Your task => List the data below as numbered lines, skipping blank lines and leaving the pictures out.

Excerpted data =>
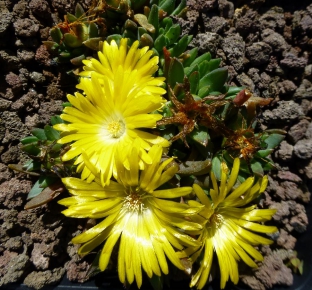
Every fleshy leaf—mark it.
[211,155,221,180]
[264,134,285,149]
[44,125,61,141]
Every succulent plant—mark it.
[43,4,106,65]
[9,116,75,209]
[154,48,286,180]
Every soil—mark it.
[0,0,312,290]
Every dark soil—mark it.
[0,0,312,290]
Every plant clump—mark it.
[11,0,284,289]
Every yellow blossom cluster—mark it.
[54,39,276,289]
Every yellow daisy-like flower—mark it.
[181,158,277,289]
[59,145,203,287]
[54,39,170,185]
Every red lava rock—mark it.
[277,171,302,183]
[269,201,290,221]
[66,260,90,283]
[276,229,297,250]
[275,141,294,162]
[255,252,293,289]
[0,178,32,208]
[35,45,51,66]
[276,181,303,200]
[24,267,65,290]
[31,243,50,270]
[0,250,18,276]
[287,119,310,144]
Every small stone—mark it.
[294,79,312,99]
[4,237,23,251]
[294,139,312,159]
[31,243,50,270]
[280,53,308,69]
[222,34,245,71]
[287,119,309,144]
[246,41,272,65]
[261,28,289,52]
[277,80,297,95]
[263,101,304,124]
[29,71,45,84]
[276,229,297,250]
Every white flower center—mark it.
[124,188,146,212]
[107,120,126,138]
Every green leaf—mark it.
[171,0,186,15]
[191,52,211,66]
[23,160,41,171]
[163,17,173,34]
[50,27,63,44]
[140,33,154,48]
[27,176,59,199]
[75,23,89,42]
[27,177,43,199]
[198,60,209,79]
[211,155,221,180]
[44,125,61,141]
[226,87,244,99]
[255,149,273,158]
[31,128,47,140]
[133,14,156,34]
[21,143,41,156]
[154,34,167,54]
[83,37,103,50]
[66,12,77,23]
[264,134,285,149]
[184,65,198,77]
[189,71,199,95]
[199,67,228,92]
[168,58,184,89]
[159,0,175,15]
[64,33,82,48]
[21,136,39,145]
[208,58,221,72]
[148,5,159,39]
[165,24,181,44]
[169,35,188,57]
[106,34,122,45]
[250,159,264,176]
[183,47,198,68]
[198,87,210,99]
[189,126,209,147]
[42,41,59,51]
[75,3,85,18]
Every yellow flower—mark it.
[54,39,170,185]
[180,158,277,289]
[59,145,203,287]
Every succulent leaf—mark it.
[50,27,63,44]
[64,33,82,48]
[148,5,159,39]
[75,3,85,18]
[66,12,77,23]
[133,14,156,34]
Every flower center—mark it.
[124,188,146,212]
[210,213,224,229]
[107,120,126,138]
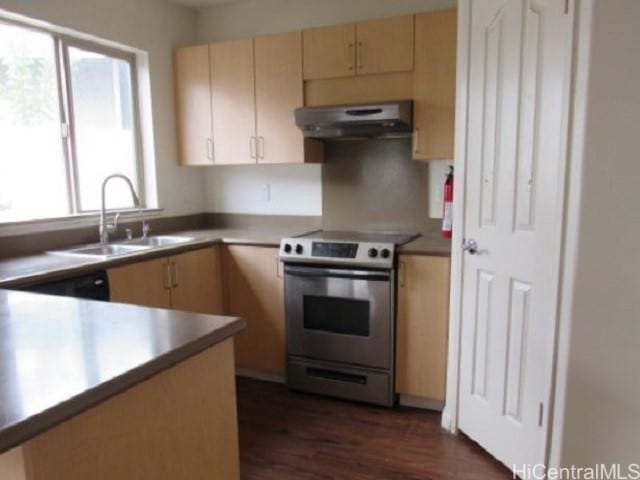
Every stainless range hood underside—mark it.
[295,100,413,140]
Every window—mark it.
[0,23,144,223]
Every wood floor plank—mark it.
[237,378,513,480]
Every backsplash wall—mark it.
[322,139,430,231]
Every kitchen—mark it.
[0,0,640,478]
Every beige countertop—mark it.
[0,226,451,288]
[398,232,451,257]
[0,290,245,452]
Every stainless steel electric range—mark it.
[280,231,418,406]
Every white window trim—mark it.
[0,9,151,227]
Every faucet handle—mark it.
[106,212,120,233]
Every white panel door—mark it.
[459,0,573,467]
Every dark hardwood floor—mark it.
[237,378,513,480]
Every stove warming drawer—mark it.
[287,356,395,407]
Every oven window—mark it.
[303,295,370,337]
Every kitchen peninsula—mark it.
[0,290,245,480]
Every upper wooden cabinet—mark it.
[396,255,449,402]
[210,32,321,165]
[302,23,356,80]
[356,15,413,75]
[303,15,413,80]
[210,39,257,165]
[173,45,213,165]
[413,9,457,160]
[254,32,311,163]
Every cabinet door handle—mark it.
[249,137,257,158]
[162,263,171,290]
[171,262,178,288]
[207,138,213,160]
[398,262,407,288]
[258,137,264,158]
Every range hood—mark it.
[295,100,413,139]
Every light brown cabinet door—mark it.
[169,247,223,315]
[223,245,285,377]
[396,255,449,401]
[413,9,457,160]
[254,32,304,163]
[210,39,257,165]
[173,45,213,165]
[302,23,356,80]
[356,15,413,75]
[107,257,171,308]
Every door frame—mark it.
[441,0,593,464]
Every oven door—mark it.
[285,265,393,369]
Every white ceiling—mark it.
[169,0,241,7]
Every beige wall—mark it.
[198,0,457,42]
[552,0,640,465]
[0,0,204,215]
[198,0,457,216]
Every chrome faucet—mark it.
[100,173,145,245]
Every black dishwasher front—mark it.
[20,271,109,301]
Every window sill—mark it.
[0,208,164,237]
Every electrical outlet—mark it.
[262,183,271,203]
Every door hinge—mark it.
[538,402,544,427]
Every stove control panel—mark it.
[280,237,394,268]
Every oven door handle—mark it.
[284,265,391,282]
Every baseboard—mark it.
[440,406,456,433]
[398,394,444,412]
[236,367,286,383]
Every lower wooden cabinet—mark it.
[223,245,286,379]
[107,246,223,314]
[107,257,171,308]
[396,255,449,402]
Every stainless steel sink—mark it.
[48,243,151,258]
[118,235,195,248]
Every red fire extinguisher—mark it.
[441,166,453,238]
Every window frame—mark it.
[0,16,148,222]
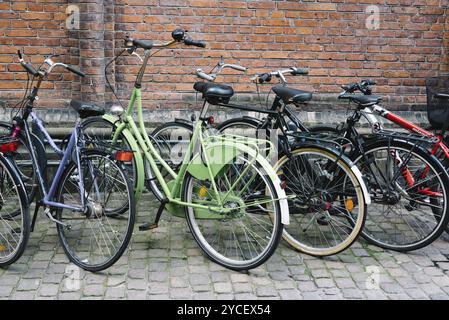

Worked answer =>
1. Every fleshy leaf—mark it.
2. [211,155,221,180]
3. [264,134,285,149]
4. [44,125,61,141]
5. Every succulent plant—mark it.
6. [43,4,106,65]
7. [9,116,75,209]
8. [154,48,286,180]
9. Every soil—mark it.
10. [0,0,312,290]
11. Every dark soil—mark it.
12. [0,0,312,290]
13. Every plant clump—mark it.
14. [11,0,284,289]
15. Every yellow blossom cluster—mark it.
16. [54,39,276,289]
17. Every yellow daisy-like flower—mark it.
18. [181,158,277,289]
19. [59,145,203,287]
20. [54,39,170,185]
21. Every red lava rock—mark it.
22. [277,171,302,183]
23. [269,201,290,221]
24. [66,260,90,283]
25. [276,229,297,250]
26. [275,141,294,162]
27. [255,252,293,289]
28. [0,178,32,208]
29. [35,45,51,66]
30. [276,181,303,200]
31. [24,267,65,290]
32. [31,243,50,270]
33. [0,250,18,276]
34. [287,119,310,144]
35. Every small stone—mark it.
36. [294,79,312,99]
37. [4,237,23,251]
38. [294,139,312,159]
39. [31,243,50,270]
40. [280,53,308,69]
41. [222,34,245,71]
42. [287,119,309,144]
43. [246,41,272,65]
44. [261,28,289,52]
45. [277,80,297,95]
46. [263,101,304,124]
47. [29,71,45,84]
48. [276,229,297,250]
49. Every white flower center—mark it.
50. [124,188,146,212]
51. [107,120,126,138]
52. Every green leaf—mark it.
53. [171,0,186,15]
54. [191,52,211,66]
55. [23,160,41,171]
56. [163,17,173,34]
57. [50,27,63,44]
58. [140,33,154,48]
59. [27,176,59,199]
60. [75,23,89,42]
61. [27,177,43,199]
62. [198,60,209,79]
63. [211,155,221,180]
64. [44,125,61,141]
65. [226,87,244,99]
66. [255,149,273,158]
67. [31,128,47,140]
68. [133,14,156,34]
69. [21,143,41,156]
70. [154,34,167,54]
71. [83,37,103,50]
72. [66,12,77,23]
73. [264,134,285,149]
74. [184,65,198,77]
75. [189,71,199,95]
76. [199,67,228,92]
77. [168,58,184,89]
78. [159,0,175,15]
79. [64,33,82,48]
80. [21,136,39,145]
81. [208,58,221,72]
82. [148,5,159,39]
83. [165,24,181,44]
84. [169,35,188,57]
85. [106,34,122,45]
86. [250,159,264,176]
87. [183,47,198,68]
88. [198,87,210,99]
89. [189,126,209,147]
90. [42,41,59,51]
91. [75,3,85,18]
92. Every yellow flower—mark it.
93. [54,39,170,185]
94. [180,158,277,289]
95. [59,145,203,287]
96. Every succulent leaf—mark it.
97. [50,27,63,44]
98. [64,33,82,48]
99. [148,5,159,39]
100. [75,3,85,18]
101. [66,12,77,23]
102. [133,14,156,34]
103. Every flower center—mark it.
104. [124,188,146,212]
105. [210,213,224,229]
106. [107,120,126,138]
107. Every stainless range hood underside—mark it.
108. [295,100,413,140]
109. Every window—mark it.
110. [0,23,144,223]
111. Every wood floor plank—mark it.
112. [237,378,513,480]
113. Every backsplash wall—mark it.
114. [322,139,430,231]
115. Every kitchen—mark it.
116. [0,0,640,478]
117. Every beige countertop—mark it.
118. [0,226,451,288]
119. [398,232,451,257]
120. [0,290,245,452]
121. Every stainless steel electric range—mark it.
122. [280,231,418,406]
123. Every white window trim—mark it.
124. [0,9,151,227]
125. Every faucet handle—mark it.
126. [106,212,120,233]
127. Every white panel door—mark it.
128. [459,0,573,467]
129. Every dark hardwood floor—mark it.
130. [237,378,513,480]
131. Every stove warming drawer—mark it.
132. [287,356,395,407]
133. Every oven window—mark it.
134. [303,295,370,337]
135. Every kitchen peninsula—mark it.
136. [0,290,245,480]
137. Every upper wooden cabinet—mark it.
138. [396,255,449,402]
139. [210,32,321,165]
140. [302,23,356,80]
141. [356,15,413,75]
142. [303,15,413,80]
143. [210,39,257,165]
144. [173,45,213,165]
145. [413,9,457,160]
146. [254,32,311,163]
147. Every cabinet door handle—mark it.
148. [249,137,257,158]
149. [162,263,171,290]
150. [171,262,178,288]
151. [207,138,213,160]
152. [398,262,407,288]
153. [258,137,264,158]
154. Every range hood—mark it.
155. [295,100,413,139]
156. Every light brown cabinet door—mark it.
157. [169,247,223,315]
158. [223,245,285,377]
159. [396,255,449,401]
160. [413,9,457,160]
161. [254,32,304,163]
162. [210,39,257,165]
163. [173,45,213,165]
164. [302,23,356,80]
165. [356,15,413,75]
166. [107,257,171,308]
167. Every door frame—mark it.
168. [441,0,593,464]
169. Every oven door—mark it.
170. [285,265,393,369]
171. Every white ceiling—mark it.
172. [169,0,241,7]
173. Every beige wall—mark it.
174. [198,0,457,42]
175. [552,0,640,465]
176. [0,0,204,215]
177. [198,0,457,216]
178. Every chrome faucet—mark it.
179. [100,173,145,245]
180. Every black dishwasher front—mark it.
181. [20,271,109,301]
182. Every window sill—mark it.
183. [0,208,164,237]
184. Every electrical outlet—mark it.
185. [262,183,271,203]
186. Every door hinge—mark it.
187. [538,402,544,427]
188. Every stove control panel—mark it.
189. [280,237,394,268]
190. Every oven door handle—mark it.
191. [284,265,391,282]
192. Every baseboard—mark it.
193. [440,406,456,433]
194. [398,394,444,412]
195. [236,367,286,383]
196. Every lower wooden cabinet—mark it.
197. [223,245,286,379]
198. [107,246,223,314]
199. [107,257,171,308]
200. [396,255,449,402]
201. Every stainless steel sink—mark it.
202. [48,243,151,258]
203. [118,235,195,248]
204. Every red fire extinguisher—mark it.
205. [441,166,453,238]
206. Every window frame—mark it.
207. [0,16,148,222]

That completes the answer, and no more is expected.